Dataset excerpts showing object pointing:

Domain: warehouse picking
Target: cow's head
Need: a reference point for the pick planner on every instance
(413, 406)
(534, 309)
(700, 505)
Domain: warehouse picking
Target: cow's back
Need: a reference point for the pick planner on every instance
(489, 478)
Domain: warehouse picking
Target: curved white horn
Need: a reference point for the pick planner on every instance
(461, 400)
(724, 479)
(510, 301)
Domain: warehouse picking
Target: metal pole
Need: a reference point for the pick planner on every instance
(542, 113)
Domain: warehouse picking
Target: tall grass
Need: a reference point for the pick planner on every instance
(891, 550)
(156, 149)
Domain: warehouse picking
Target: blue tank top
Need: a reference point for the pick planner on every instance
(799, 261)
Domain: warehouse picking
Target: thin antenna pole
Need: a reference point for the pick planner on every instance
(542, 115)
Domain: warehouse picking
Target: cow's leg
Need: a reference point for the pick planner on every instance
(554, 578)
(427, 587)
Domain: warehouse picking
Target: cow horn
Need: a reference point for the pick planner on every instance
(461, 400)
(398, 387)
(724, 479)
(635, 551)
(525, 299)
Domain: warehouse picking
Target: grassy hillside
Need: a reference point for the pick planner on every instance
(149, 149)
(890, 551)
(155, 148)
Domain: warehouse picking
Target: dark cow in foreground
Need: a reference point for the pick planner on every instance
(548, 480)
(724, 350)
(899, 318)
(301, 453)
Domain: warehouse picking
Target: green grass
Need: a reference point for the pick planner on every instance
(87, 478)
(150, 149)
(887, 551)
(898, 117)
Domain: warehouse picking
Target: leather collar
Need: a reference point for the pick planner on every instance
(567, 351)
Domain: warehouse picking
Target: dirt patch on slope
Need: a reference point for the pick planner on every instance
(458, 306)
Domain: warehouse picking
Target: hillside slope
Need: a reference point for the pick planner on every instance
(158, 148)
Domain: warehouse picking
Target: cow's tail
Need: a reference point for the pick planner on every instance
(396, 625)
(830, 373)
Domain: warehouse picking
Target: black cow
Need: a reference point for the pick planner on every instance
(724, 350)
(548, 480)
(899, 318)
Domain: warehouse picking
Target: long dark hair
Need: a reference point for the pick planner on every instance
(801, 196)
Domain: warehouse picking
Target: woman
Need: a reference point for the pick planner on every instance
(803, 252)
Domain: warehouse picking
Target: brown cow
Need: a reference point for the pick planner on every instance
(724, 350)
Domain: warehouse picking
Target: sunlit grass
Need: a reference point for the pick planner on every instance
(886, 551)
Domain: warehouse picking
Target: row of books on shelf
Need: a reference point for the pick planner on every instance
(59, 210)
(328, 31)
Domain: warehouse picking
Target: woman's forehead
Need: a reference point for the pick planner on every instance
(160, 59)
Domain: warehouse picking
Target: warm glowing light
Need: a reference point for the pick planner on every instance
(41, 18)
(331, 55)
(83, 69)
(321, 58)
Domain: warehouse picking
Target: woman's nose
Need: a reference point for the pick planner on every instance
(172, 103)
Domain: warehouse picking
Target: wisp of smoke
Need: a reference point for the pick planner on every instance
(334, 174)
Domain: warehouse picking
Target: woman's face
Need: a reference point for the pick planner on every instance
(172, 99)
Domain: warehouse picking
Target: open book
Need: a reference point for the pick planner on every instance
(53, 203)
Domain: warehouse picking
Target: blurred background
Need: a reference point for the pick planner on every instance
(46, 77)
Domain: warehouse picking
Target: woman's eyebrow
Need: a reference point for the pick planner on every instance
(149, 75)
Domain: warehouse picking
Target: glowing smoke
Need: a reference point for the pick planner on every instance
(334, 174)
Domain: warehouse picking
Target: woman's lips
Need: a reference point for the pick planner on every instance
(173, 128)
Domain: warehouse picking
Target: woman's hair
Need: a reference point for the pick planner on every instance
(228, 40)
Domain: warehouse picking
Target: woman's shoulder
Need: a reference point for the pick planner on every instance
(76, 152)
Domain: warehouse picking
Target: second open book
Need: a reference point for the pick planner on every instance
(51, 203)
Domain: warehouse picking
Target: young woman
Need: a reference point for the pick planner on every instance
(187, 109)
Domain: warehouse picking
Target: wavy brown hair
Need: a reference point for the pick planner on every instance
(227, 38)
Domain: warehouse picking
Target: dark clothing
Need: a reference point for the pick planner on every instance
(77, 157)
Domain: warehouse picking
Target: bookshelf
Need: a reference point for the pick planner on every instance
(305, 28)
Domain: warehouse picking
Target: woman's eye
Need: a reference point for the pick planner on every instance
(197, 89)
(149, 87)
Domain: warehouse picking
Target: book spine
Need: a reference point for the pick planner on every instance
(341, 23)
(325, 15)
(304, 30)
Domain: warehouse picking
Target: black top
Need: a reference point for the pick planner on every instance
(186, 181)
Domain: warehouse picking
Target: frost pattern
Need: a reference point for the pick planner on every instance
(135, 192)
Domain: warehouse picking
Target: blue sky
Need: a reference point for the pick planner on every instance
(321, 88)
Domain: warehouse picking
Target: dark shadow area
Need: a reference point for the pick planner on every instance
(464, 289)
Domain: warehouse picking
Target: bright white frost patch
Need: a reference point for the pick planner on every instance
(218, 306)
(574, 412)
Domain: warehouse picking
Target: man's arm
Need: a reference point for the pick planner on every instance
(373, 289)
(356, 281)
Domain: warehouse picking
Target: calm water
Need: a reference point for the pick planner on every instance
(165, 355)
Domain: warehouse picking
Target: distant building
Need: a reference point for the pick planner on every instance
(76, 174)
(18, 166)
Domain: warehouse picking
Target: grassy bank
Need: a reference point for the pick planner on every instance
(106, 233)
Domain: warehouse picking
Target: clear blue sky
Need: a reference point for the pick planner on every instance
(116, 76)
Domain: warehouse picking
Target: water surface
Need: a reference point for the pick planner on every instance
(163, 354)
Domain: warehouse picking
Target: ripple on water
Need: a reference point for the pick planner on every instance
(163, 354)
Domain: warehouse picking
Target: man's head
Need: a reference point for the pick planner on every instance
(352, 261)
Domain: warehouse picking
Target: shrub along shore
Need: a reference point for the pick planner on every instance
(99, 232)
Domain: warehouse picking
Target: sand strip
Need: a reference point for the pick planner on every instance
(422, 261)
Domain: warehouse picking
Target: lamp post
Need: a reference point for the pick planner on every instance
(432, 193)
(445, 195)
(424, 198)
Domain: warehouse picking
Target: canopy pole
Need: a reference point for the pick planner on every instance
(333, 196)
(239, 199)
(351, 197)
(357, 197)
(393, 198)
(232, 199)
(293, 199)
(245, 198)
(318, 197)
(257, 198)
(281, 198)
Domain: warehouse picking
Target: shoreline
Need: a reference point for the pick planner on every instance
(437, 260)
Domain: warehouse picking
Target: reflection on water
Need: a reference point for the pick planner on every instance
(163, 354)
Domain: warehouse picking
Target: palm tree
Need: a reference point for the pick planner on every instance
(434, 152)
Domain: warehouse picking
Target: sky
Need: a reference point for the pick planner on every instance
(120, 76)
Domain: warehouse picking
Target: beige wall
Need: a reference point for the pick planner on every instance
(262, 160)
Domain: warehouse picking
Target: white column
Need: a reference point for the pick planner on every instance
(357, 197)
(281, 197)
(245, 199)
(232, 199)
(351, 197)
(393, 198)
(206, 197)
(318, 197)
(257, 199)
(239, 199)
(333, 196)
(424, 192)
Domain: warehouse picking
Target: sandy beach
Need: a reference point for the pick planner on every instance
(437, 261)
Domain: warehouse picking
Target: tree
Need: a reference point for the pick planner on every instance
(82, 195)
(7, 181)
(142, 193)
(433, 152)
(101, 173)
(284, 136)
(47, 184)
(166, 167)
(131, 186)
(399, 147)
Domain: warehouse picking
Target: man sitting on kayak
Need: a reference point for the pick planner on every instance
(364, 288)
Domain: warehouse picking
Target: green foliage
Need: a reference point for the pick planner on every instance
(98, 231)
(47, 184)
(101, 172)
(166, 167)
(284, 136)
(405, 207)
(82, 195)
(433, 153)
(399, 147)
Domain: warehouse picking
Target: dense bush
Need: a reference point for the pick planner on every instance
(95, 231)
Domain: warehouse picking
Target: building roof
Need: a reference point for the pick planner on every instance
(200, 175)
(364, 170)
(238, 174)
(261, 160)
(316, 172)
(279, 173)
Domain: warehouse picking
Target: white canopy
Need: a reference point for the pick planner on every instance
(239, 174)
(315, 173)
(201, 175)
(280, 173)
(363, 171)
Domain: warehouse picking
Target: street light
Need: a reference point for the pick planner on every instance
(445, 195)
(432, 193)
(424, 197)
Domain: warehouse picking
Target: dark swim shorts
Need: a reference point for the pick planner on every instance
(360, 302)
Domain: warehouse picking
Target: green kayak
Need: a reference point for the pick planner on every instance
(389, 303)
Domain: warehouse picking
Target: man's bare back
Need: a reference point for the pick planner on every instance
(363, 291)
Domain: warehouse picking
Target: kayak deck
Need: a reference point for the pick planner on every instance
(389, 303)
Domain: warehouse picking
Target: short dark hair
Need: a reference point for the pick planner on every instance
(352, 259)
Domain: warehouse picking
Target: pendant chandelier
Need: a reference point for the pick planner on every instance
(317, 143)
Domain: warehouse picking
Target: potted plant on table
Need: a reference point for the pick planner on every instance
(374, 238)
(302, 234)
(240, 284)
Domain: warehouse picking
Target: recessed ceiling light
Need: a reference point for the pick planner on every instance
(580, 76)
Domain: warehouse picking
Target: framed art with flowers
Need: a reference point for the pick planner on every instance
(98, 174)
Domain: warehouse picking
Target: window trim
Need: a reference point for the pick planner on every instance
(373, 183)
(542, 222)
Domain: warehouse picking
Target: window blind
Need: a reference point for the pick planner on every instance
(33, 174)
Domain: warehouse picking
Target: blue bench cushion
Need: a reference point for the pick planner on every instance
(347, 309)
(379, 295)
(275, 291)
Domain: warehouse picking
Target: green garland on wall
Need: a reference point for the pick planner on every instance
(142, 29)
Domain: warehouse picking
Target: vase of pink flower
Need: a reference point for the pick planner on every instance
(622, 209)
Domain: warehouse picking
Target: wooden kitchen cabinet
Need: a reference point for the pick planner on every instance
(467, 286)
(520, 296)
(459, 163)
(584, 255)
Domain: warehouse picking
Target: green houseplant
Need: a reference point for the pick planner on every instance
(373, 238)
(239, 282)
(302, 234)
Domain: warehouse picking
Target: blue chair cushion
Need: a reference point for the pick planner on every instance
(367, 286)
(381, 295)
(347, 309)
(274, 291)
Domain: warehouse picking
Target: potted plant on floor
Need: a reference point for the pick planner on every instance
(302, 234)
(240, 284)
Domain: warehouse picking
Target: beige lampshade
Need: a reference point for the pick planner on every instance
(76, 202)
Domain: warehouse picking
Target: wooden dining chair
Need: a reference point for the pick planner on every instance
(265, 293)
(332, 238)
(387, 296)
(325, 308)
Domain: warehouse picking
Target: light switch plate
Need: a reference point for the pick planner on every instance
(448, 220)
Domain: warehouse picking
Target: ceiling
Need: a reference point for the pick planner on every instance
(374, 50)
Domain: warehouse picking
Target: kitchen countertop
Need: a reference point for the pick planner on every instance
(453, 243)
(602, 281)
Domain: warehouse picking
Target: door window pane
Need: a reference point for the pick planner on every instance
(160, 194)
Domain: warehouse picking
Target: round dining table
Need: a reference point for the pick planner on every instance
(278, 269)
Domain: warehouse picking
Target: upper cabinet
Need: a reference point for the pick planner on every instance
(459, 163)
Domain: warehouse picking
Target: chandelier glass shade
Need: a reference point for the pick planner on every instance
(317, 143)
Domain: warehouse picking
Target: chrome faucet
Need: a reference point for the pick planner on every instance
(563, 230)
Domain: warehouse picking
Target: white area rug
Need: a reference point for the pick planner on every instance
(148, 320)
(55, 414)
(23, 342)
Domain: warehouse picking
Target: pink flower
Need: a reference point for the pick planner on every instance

SET TASK: Report how many lines of the listing above contain the string "light", counting case-sensitively. Give only the number.

SOLUTION TO THIS PROBLEM: 4